# Direction A
In the spacesuit discussion, replace "space capsule" with "spacecraft" and write out the passage starting at "As I understand" and ending at "death by embolism.".
# Direction B
Do these statements agree with the spacesuit discussion? Answer yes or no for each and quote the deciding words. (i) The space capsule is typically kept at about 1 atm. (ii) Lung damage can occur at a pressure differential as low as 2 psi. (iii) The spacesuit design that looked like long underwear was air-tight.
# Direction C
How would you say this sentence from the spacesuit discussion in Spanish: "It provided mechanical pressure via the elasticity of the porous fabric."?

# Text

########################################

Stupid question, I guess, because the need for a spacesuit is accepted by the layman as standard equipment. But what physically happens at 0psia has always bugged me… - Jinx
VAPORIZE!! Seriously, who told you that? Human bodies (any animal) are pretty sturdy, and 1 atmosphere of pressure isn’t that much.
As I understand it, largely the function of air pressure is to provide something to breathe. Also, our eyes would quickly dry out if we had them open in a vacuum, which would be very bad for the cornea.
Furthermore, there is no reason why said astronaut MUST be at 1 atm when exposed to vacuum. Typically, the space capsule is at minimum pressure to supply sufficient oxygen, maybe less than 5 psi and possibly as low as 2.5 psi. We’re easily sturdy enough to handle that. The biggest problem is the lung avioli which can rupture as low as 2psi differential, leading to a quick death by embolism.
Also, one of my favorite short stories is the near-futuristic “The Vacuum-Breathers Club” by Arthur C. Clarke. The only requirement for membership is to go without spacesuit in space. The club founder was the subject of a space station rescue where a spacesuit was not available. Clarke, in his usual way, goes into some technical description of how it’s not immediately lethal.
I once saw a spacesuit design that looked more like long underwear than a conventional space suit. It was not air-tight. It provided mechanical pressure via the elasticity of the porous fabric. See space activity suit.
The article mentions passive cooling by allowing sweat to pass through the fabric. With the temperature extremes you meet in space (with ranges in the triple digits fahrenheit), I’d be concerned about regulating temperature using just a the human body (which is accustomed to cooling down a body by only about 20-30 degrees F before completely freaking out.) Also, you’d need some kind of active heating system to prevent said sweat from freezing and binding up the joints. If you’re going to go through the effort of actively heating a suit, then why not include an active cooling system?
I’m also a little concerned about the assertion that the spacesuit works because skin is basically airtight. While this may be true in an atmosphere, and to a smaller degree when augmented by mechanical pressure in space, skin will allow fluids to pass. And pass and pass and pass. I’d worry a lot about dessicating my hide for the convenience of a skintight spacesuit.

########################################

[Extracted data entries]
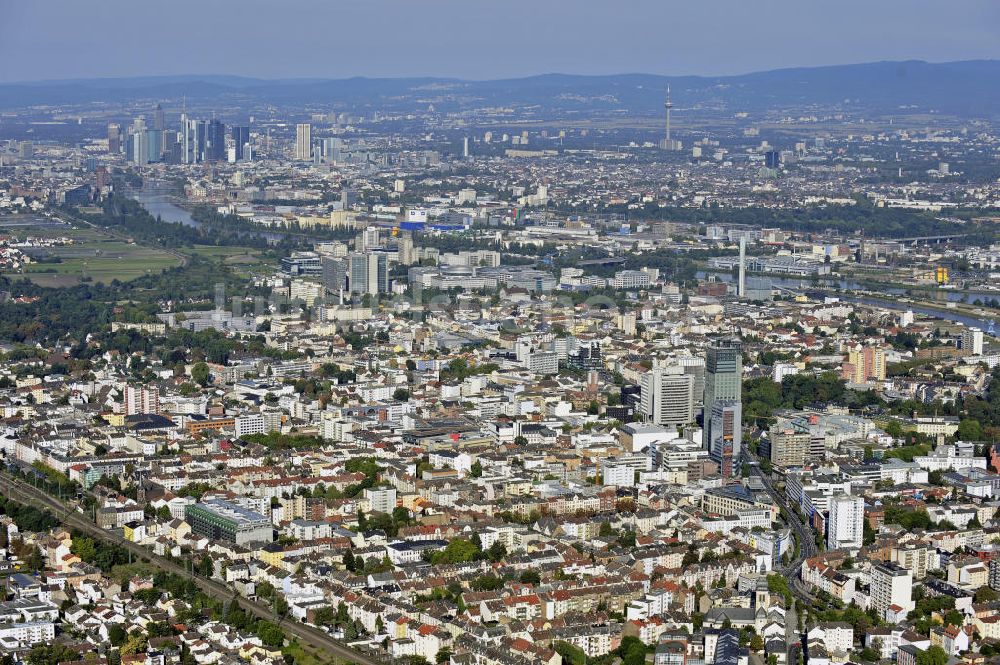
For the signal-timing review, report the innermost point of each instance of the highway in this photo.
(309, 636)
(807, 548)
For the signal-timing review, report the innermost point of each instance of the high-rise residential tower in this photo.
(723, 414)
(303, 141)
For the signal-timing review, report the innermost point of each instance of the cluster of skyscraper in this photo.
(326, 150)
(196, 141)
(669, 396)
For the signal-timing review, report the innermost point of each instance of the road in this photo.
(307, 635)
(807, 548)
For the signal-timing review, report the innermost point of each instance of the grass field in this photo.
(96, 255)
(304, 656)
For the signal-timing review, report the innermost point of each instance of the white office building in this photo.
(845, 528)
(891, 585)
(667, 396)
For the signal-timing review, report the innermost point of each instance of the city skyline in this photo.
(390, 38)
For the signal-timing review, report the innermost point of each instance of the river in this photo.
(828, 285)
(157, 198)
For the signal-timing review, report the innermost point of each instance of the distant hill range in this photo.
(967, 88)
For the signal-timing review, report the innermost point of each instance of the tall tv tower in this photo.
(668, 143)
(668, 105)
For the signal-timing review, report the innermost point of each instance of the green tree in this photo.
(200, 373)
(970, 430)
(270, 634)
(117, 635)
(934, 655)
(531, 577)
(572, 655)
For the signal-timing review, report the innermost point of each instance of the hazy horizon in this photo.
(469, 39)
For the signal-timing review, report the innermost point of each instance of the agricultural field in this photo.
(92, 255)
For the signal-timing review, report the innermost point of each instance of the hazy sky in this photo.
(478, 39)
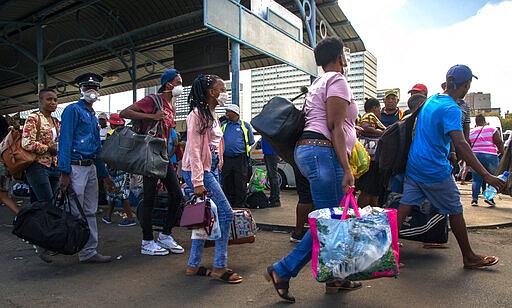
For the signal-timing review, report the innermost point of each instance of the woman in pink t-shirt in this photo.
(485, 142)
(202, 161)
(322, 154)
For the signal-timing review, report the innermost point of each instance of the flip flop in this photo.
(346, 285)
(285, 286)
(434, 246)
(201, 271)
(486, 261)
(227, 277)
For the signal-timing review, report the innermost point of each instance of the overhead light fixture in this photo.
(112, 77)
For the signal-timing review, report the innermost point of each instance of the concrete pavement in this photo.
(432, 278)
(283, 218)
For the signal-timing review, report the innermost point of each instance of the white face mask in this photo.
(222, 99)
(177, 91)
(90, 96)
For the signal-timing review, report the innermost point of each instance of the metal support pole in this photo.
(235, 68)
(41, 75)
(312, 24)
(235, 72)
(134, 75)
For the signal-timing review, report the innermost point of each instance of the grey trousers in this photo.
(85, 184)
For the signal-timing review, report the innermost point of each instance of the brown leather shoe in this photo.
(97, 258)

########################################

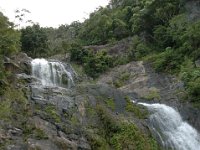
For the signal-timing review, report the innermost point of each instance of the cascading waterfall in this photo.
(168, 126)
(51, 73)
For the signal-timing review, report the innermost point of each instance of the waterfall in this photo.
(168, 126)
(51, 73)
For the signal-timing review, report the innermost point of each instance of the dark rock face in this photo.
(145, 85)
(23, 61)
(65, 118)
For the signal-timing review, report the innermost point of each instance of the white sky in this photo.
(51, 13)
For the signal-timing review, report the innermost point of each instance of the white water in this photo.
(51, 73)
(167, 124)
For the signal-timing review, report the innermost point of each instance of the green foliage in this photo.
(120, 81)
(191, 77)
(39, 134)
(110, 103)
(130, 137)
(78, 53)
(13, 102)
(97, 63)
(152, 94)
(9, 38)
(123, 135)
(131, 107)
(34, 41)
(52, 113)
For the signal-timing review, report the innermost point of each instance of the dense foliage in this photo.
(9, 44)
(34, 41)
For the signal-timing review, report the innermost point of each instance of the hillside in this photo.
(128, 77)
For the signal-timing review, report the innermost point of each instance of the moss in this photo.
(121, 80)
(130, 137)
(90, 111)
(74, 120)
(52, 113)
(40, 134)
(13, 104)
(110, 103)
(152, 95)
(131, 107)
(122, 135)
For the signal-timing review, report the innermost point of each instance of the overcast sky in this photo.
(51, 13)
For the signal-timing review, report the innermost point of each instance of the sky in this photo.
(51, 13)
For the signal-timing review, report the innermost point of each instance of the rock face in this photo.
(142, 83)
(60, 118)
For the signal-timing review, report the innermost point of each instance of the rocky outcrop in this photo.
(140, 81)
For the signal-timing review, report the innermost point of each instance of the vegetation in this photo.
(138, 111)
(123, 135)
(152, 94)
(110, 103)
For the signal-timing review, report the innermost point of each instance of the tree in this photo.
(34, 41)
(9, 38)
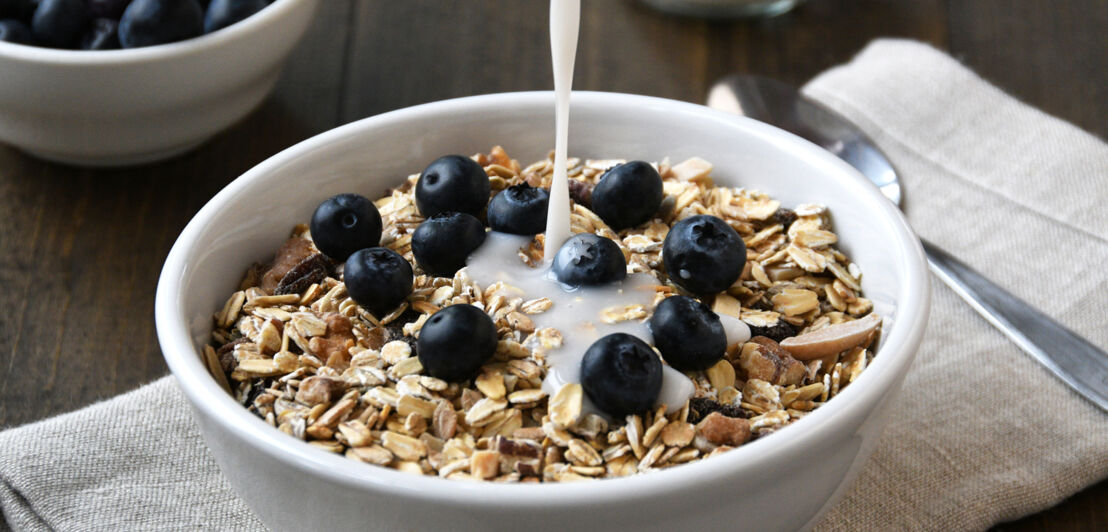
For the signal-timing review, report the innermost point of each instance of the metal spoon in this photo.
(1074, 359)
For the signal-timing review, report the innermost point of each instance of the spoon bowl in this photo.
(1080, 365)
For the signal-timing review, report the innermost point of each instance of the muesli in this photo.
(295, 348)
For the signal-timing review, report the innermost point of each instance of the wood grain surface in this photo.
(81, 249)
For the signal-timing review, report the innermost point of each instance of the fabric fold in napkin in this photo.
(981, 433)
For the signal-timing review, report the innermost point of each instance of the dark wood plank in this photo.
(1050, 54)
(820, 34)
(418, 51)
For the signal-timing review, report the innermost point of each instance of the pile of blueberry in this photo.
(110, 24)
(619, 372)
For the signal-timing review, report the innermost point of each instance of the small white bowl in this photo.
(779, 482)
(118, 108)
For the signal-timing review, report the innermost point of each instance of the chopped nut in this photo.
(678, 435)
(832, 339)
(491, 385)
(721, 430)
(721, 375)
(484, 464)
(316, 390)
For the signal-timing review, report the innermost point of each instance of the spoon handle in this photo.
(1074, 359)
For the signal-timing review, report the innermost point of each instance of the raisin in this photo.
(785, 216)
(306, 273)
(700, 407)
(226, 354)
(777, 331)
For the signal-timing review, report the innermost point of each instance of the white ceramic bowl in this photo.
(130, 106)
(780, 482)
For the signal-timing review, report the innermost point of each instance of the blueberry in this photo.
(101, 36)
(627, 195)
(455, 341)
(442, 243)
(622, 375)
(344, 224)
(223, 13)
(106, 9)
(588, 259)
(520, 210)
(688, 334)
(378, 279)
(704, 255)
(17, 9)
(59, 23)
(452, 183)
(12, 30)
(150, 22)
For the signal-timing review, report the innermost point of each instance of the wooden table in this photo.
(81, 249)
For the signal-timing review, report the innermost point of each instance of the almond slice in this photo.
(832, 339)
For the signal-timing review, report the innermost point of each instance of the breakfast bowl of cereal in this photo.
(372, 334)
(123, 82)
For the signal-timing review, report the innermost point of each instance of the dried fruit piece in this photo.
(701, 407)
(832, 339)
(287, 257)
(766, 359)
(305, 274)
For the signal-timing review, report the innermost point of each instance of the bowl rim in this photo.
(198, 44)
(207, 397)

########################################

# Task result A
As I understand it, largely the function of air pressure is to provide something to breathe. Also, our eyes would quickly dry out if we had them open in a vacuum, which would be very bad for the cornea.
Furthermore, there is no reason why said astronaut MUST be at 1 atm when exposed to vacuum. Typically, the spacecraft is at minimum pressure to supply sufficient oxygen, maybe less than 5 psi and possibly as low as 2.5 psi. We’re easily sturdy enough to handle that. The biggest problem is the lung avioli which can rupture as low as 2psi differential, leading to a quick death by embolism.

# Task result B
(i) No: "Typically, the space capsule is at minimum pressure to supply sufficient oxygen, maybe less than 5 psi and possibly as low as 2.5 psi."
(ii) Yes: "The biggest problem is the lung avioli which can rupture as low as 2psi differential"
(iii) No: "It was not air-tight."

# Task result C
Proporcionaba presión mecánica mediante la elasticidad del tejido poroso.